- **TO DO**
An exact copy of the entries below is the expected answer.

- **DATA FOR ANALYSIS**
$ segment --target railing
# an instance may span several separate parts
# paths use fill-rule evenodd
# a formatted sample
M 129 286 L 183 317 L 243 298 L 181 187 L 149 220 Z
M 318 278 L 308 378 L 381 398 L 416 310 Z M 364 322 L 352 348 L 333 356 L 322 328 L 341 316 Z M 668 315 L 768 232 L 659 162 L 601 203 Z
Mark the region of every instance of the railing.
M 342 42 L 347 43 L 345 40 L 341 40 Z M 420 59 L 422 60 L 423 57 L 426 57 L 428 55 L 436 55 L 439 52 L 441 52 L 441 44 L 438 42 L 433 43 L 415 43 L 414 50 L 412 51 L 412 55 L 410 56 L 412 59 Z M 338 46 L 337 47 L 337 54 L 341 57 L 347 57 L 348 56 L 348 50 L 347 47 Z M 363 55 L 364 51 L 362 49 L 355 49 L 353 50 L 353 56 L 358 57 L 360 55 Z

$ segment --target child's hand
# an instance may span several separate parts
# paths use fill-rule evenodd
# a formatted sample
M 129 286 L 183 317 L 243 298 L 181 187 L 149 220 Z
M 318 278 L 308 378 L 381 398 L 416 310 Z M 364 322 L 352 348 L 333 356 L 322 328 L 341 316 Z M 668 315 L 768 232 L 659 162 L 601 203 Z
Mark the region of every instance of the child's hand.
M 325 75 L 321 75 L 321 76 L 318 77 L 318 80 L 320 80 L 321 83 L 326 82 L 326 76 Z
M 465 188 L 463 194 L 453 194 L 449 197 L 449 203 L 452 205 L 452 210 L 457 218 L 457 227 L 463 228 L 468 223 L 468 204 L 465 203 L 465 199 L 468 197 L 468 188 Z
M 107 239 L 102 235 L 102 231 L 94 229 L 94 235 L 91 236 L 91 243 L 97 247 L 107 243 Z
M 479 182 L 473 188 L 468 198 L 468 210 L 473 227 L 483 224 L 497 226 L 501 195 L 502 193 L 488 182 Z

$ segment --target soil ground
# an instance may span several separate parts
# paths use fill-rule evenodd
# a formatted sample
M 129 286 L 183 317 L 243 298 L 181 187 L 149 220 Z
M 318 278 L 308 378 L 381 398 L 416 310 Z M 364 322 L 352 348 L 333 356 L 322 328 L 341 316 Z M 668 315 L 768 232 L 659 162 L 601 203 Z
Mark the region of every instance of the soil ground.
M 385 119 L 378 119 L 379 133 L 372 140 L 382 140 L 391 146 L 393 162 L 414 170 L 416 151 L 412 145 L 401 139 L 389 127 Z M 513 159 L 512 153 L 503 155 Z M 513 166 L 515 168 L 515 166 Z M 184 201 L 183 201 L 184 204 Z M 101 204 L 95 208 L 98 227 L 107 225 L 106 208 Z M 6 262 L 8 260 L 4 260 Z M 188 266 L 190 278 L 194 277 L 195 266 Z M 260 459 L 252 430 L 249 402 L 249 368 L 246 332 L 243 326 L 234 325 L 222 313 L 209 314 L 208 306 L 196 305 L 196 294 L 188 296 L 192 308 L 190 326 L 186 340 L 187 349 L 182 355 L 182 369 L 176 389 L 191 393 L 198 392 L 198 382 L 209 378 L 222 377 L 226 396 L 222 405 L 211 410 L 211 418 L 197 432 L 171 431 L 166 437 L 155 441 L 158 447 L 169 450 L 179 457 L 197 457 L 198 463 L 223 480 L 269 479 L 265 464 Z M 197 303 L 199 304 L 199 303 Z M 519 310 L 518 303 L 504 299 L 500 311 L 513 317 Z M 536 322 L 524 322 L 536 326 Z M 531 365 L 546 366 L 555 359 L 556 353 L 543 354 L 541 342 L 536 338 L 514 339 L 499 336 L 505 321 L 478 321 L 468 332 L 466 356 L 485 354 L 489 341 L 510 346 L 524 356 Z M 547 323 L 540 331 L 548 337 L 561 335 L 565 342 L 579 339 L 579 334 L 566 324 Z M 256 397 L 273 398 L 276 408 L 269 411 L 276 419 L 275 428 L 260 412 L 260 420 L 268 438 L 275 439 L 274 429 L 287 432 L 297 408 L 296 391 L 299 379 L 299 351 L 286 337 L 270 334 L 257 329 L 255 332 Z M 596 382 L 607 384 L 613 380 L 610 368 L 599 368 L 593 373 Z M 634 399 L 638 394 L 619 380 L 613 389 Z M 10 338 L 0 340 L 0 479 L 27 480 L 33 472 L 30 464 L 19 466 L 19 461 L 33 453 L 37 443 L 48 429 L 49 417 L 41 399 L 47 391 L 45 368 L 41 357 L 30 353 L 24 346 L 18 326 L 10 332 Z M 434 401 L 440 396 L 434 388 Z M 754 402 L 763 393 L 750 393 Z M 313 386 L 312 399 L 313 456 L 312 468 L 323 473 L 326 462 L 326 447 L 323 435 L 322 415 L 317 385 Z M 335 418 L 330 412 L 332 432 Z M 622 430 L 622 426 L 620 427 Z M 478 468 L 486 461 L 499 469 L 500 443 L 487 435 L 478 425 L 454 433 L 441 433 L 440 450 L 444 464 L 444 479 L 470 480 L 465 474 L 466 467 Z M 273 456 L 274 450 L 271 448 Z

- **RESULT OF THE EXERCISE**
$ segment --target railing
# an instance may span several separate parts
# paths use fill-rule evenodd
# a formatted sample
M 129 286 L 183 317 L 243 298 L 181 187 L 149 220 Z
M 318 278 L 308 378 L 381 398 L 416 310 Z M 364 322 L 352 348 L 333 356 L 322 328 L 341 316 Z M 668 315 L 768 232 L 659 162 L 601 203 Z
Mark the region of every instance of the railing.
M 342 42 L 347 43 L 345 40 L 341 40 Z M 420 59 L 422 60 L 423 57 L 426 57 L 428 55 L 436 55 L 439 52 L 441 52 L 441 44 L 438 42 L 433 43 L 415 43 L 414 50 L 412 51 L 412 55 L 410 56 L 412 59 Z M 338 46 L 337 47 L 337 54 L 341 57 L 347 57 L 348 56 L 348 50 L 347 47 Z M 363 55 L 364 51 L 362 49 L 355 49 L 353 50 L 353 56 L 358 57 L 360 55 Z

$ segment --target child's hand
# an instance may span several separate parts
# paths use fill-rule evenodd
# a formatted sample
M 129 286 L 183 317 L 243 298 L 181 187 L 149 220 Z
M 318 278 L 308 378 L 381 398 L 416 310 Z M 364 322 L 352 348 L 333 356 L 322 328 L 341 316 Z M 668 315 L 768 232 L 659 162 L 601 203 Z
Mark the region of every instance of the child's hand.
M 325 75 L 321 75 L 321 76 L 318 77 L 318 80 L 320 80 L 321 83 L 326 82 L 326 76 Z
M 465 188 L 463 194 L 453 194 L 449 197 L 449 203 L 452 205 L 452 210 L 457 218 L 457 227 L 463 228 L 468 223 L 468 204 L 465 203 L 465 199 L 468 197 L 468 188 Z
M 107 239 L 102 235 L 102 231 L 94 229 L 94 235 L 91 236 L 91 243 L 97 247 L 107 243 Z
M 479 182 L 473 188 L 468 198 L 468 210 L 473 227 L 483 224 L 497 226 L 501 195 L 502 193 L 488 182 Z

$ segment --target soil ground
# an instance may span several separate parts
# paths use fill-rule evenodd
# a formatted sample
M 129 286 L 183 317 L 243 298 L 181 187 L 149 220 Z
M 318 278 L 308 378 L 381 398 L 416 310 Z M 364 322 L 352 348 L 333 356 L 322 328 L 341 316 Z M 668 315 L 768 232 L 659 162 L 601 203 Z
Mark the region of every instance of the soil ground.
M 385 119 L 378 119 L 379 133 L 372 140 L 382 140 L 391 146 L 393 162 L 414 170 L 416 151 L 412 145 L 401 139 L 389 127 Z M 513 159 L 512 153 L 503 155 Z M 513 166 L 515 168 L 515 166 Z M 184 201 L 183 201 L 184 204 Z M 101 204 L 95 208 L 98 227 L 107 225 L 106 208 Z M 6 262 L 8 260 L 4 260 Z M 188 266 L 190 278 L 194 277 L 195 266 Z M 260 459 L 252 430 L 249 402 L 249 368 L 246 332 L 243 326 L 234 325 L 222 313 L 209 314 L 208 306 L 196 305 L 196 294 L 188 296 L 192 308 L 190 326 L 186 340 L 187 349 L 182 355 L 182 369 L 176 389 L 191 393 L 198 392 L 198 382 L 209 378 L 222 377 L 226 396 L 222 405 L 211 410 L 211 418 L 197 432 L 171 431 L 166 437 L 155 441 L 158 447 L 169 450 L 179 457 L 197 457 L 198 463 L 223 480 L 269 479 L 265 464 Z M 197 303 L 199 304 L 199 303 Z M 519 310 L 518 303 L 504 299 L 500 311 L 513 317 Z M 536 322 L 524 322 L 536 326 Z M 531 365 L 546 366 L 555 359 L 556 353 L 543 354 L 541 342 L 536 338 L 514 339 L 499 336 L 505 321 L 478 321 L 468 332 L 466 356 L 485 354 L 489 341 L 510 346 L 524 356 Z M 547 323 L 540 331 L 548 337 L 561 335 L 565 342 L 579 339 L 579 334 L 566 324 Z M 256 397 L 273 398 L 276 408 L 269 411 L 276 419 L 275 428 L 260 412 L 260 420 L 268 438 L 275 439 L 274 429 L 287 432 L 297 408 L 296 391 L 299 379 L 299 351 L 286 337 L 270 334 L 257 329 L 255 332 Z M 596 382 L 607 384 L 613 380 L 610 368 L 599 368 L 593 373 Z M 634 399 L 638 394 L 619 380 L 613 389 Z M 10 338 L 0 340 L 0 479 L 27 480 L 33 472 L 30 464 L 19 466 L 19 461 L 33 453 L 37 443 L 48 429 L 49 417 L 41 399 L 47 391 L 45 368 L 41 357 L 30 353 L 24 346 L 18 326 L 10 332 Z M 434 401 L 440 396 L 434 388 Z M 754 402 L 763 393 L 750 393 Z M 313 386 L 312 399 L 313 456 L 312 468 L 323 473 L 326 462 L 326 447 L 323 435 L 322 415 L 317 385 Z M 335 418 L 330 412 L 332 432 Z M 622 430 L 622 426 L 620 427 Z M 478 468 L 486 461 L 499 469 L 500 443 L 487 435 L 478 425 L 454 433 L 441 433 L 440 450 L 444 464 L 444 479 L 470 480 L 465 474 L 466 467 Z M 273 456 L 274 450 L 271 448 Z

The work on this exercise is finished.